# [What the exercise asks]
Begin at the line that contains "Find the bare twig; segment each instance." and continue through the last line, copying those lines with "rings around a point" changed to "loops around a point" and everything else left as it is.

# [Data shown]
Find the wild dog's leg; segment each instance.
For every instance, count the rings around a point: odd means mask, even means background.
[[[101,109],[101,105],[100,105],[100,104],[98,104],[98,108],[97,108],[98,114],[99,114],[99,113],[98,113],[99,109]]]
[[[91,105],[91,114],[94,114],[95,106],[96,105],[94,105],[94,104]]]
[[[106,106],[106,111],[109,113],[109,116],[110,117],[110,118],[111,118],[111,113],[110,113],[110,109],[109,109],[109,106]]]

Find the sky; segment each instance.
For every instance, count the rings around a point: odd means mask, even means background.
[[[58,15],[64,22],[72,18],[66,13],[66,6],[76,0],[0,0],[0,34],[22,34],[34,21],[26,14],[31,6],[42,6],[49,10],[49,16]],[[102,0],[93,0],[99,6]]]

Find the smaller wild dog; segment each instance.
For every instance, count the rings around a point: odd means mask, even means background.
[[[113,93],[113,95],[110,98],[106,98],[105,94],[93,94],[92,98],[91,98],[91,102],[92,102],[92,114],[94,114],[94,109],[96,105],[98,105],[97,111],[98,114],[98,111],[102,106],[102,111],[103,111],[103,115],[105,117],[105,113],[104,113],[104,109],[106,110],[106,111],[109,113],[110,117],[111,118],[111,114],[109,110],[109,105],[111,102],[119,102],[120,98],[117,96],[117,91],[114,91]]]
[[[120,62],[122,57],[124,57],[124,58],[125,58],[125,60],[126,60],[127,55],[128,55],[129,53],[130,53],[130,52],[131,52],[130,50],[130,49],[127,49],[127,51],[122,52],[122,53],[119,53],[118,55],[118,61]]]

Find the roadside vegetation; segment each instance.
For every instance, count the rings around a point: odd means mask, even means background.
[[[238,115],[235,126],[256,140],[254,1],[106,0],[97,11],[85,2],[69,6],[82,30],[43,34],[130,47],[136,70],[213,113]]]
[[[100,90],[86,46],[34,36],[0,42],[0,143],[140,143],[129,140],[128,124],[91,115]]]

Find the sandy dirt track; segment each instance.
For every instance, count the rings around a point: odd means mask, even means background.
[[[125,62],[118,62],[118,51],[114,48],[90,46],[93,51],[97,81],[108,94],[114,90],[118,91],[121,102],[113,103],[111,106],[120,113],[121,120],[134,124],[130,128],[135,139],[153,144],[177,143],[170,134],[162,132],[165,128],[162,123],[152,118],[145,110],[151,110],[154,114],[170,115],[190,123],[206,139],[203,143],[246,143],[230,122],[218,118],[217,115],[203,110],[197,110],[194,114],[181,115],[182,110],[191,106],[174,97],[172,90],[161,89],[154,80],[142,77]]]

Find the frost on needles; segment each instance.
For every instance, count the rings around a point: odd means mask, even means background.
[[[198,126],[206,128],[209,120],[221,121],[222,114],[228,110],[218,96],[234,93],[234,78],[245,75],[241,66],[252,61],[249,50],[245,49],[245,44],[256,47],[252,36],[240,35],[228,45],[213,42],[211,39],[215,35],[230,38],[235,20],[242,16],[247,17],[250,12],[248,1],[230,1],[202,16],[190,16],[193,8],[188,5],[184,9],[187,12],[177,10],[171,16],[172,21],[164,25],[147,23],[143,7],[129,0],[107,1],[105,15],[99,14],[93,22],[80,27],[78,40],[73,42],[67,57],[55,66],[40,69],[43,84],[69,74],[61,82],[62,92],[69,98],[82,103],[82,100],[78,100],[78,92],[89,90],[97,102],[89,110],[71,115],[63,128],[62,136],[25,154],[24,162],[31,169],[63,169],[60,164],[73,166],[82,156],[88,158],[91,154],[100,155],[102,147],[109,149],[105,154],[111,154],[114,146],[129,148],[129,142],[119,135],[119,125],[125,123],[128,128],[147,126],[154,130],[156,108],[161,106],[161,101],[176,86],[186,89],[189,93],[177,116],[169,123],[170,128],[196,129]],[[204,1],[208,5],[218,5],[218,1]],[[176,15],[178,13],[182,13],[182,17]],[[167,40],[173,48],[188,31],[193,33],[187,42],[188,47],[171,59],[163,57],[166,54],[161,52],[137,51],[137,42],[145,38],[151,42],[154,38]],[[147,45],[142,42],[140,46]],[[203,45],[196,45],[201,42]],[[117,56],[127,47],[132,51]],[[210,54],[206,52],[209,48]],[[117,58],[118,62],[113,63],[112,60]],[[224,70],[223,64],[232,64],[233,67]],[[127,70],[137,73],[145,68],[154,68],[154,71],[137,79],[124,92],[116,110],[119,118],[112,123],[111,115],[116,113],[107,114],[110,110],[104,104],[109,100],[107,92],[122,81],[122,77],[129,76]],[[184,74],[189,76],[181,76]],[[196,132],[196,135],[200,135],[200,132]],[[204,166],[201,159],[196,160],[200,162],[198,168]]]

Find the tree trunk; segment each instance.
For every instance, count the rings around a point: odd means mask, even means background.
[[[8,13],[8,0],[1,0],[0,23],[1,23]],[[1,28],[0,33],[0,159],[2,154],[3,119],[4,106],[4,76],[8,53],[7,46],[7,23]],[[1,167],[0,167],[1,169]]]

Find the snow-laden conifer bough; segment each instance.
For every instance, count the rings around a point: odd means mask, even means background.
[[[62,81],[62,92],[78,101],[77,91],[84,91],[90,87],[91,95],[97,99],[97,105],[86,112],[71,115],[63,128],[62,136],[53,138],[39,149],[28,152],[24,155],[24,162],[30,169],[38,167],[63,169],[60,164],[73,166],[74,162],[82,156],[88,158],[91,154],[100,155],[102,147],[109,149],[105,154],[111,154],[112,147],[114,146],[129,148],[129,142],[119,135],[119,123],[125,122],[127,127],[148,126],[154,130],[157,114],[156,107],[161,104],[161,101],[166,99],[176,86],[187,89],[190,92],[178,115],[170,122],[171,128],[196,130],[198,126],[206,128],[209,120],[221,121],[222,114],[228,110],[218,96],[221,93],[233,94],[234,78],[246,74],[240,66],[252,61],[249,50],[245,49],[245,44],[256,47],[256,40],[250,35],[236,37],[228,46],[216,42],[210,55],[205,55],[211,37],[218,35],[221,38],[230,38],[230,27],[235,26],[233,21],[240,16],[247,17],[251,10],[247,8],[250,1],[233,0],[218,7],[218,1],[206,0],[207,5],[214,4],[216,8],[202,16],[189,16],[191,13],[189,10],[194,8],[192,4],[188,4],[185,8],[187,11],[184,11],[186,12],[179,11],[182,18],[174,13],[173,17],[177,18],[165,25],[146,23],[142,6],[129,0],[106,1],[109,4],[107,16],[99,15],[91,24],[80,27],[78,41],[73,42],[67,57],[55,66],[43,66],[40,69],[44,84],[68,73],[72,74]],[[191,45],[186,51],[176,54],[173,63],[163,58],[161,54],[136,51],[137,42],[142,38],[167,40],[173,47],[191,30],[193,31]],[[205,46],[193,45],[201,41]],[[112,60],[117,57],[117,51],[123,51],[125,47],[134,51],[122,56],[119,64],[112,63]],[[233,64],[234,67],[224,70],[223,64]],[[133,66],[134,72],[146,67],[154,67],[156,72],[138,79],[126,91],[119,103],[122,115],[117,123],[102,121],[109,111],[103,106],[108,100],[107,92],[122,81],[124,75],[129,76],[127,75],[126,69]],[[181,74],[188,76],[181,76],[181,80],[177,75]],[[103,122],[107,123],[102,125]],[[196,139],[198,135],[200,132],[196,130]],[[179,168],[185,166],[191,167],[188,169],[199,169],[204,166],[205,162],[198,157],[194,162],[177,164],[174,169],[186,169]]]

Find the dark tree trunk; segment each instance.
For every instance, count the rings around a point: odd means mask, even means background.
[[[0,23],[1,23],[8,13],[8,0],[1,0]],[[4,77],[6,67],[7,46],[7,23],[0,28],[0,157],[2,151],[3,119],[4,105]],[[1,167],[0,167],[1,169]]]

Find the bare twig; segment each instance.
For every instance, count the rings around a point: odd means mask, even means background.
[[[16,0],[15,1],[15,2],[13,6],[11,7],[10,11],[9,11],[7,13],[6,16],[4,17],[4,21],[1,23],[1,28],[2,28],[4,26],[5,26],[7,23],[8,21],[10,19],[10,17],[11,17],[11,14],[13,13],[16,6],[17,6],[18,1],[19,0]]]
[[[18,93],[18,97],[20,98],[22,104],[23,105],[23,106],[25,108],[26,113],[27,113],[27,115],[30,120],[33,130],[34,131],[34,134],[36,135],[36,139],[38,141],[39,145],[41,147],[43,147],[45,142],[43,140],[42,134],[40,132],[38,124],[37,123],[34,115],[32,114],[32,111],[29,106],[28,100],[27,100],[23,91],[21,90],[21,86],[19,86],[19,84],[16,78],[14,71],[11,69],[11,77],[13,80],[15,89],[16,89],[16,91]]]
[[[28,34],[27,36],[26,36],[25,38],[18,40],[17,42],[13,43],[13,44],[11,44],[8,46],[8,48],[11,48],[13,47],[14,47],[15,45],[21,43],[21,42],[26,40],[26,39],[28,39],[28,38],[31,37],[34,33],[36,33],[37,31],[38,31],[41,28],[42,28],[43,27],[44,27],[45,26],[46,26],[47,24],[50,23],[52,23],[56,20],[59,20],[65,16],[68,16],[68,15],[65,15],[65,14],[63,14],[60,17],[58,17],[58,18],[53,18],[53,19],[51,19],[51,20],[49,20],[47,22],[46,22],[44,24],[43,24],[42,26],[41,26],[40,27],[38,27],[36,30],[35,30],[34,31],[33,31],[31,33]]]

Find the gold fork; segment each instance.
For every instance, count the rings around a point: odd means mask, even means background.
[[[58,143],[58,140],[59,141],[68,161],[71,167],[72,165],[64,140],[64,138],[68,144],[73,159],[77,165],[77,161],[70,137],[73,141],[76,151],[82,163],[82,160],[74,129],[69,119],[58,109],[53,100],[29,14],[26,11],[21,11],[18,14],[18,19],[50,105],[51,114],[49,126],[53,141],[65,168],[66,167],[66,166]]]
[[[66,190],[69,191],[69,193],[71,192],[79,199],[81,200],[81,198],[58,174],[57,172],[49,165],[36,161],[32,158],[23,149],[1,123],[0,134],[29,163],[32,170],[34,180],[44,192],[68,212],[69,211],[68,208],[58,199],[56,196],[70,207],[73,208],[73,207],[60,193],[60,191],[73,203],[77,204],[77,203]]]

# [Solved problem]
Find the bare twig; segment each instance.
For every instance, count the loops around a point: odd means mask, even means background.
[[[16,0],[15,1],[15,2],[13,6],[11,7],[10,11],[9,11],[7,13],[6,16],[4,17],[4,21],[1,23],[1,28],[2,28],[4,26],[5,26],[7,23],[8,21],[10,19],[10,17],[11,17],[11,14],[13,13],[16,6],[17,6],[18,1],[19,0]]]
[[[18,93],[18,97],[20,98],[22,104],[23,105],[23,106],[25,108],[26,113],[27,113],[27,115],[30,120],[33,130],[34,131],[34,134],[36,135],[36,139],[38,141],[39,145],[41,147],[43,147],[45,142],[43,140],[42,134],[40,132],[38,124],[37,123],[34,115],[32,114],[32,111],[29,106],[28,100],[27,100],[23,91],[21,90],[21,86],[19,86],[19,84],[16,78],[14,71],[11,69],[11,77],[13,80],[15,89],[16,89],[16,91]]]
[[[28,34],[27,36],[26,36],[25,38],[18,40],[17,42],[13,43],[13,44],[11,44],[8,46],[8,48],[11,48],[13,47],[14,47],[15,45],[21,43],[21,42],[26,40],[26,39],[28,39],[28,38],[31,37],[34,33],[36,33],[37,31],[38,31],[41,28],[42,28],[43,27],[44,27],[45,26],[46,26],[47,24],[50,23],[52,23],[56,20],[59,20],[65,16],[68,16],[68,15],[65,15],[65,14],[63,14],[60,17],[58,17],[58,18],[53,18],[53,19],[51,19],[51,20],[49,20],[47,22],[46,22],[44,24],[43,24],[42,26],[41,26],[40,27],[38,27],[36,30],[35,30],[34,31],[33,31],[31,33]]]

Find the gold fork; segment each instance.
For every instance, count the loops around a point: odd means mask, even means background.
[[[58,143],[58,140],[59,141],[68,161],[71,167],[72,165],[64,140],[64,138],[68,144],[73,159],[77,165],[77,161],[70,137],[73,141],[76,151],[82,163],[82,160],[74,129],[69,119],[58,109],[53,100],[29,14],[26,11],[21,11],[18,14],[18,19],[50,105],[51,114],[49,126],[53,141],[65,168],[66,167],[66,166]]]
[[[66,190],[69,191],[69,193],[71,192],[79,199],[81,200],[81,198],[58,174],[57,172],[49,165],[36,161],[32,158],[23,149],[1,123],[0,134],[29,163],[32,170],[34,180],[44,192],[68,212],[69,211],[68,208],[58,199],[56,196],[70,207],[73,208],[73,207],[60,193],[60,191],[73,203],[77,204],[77,203]]]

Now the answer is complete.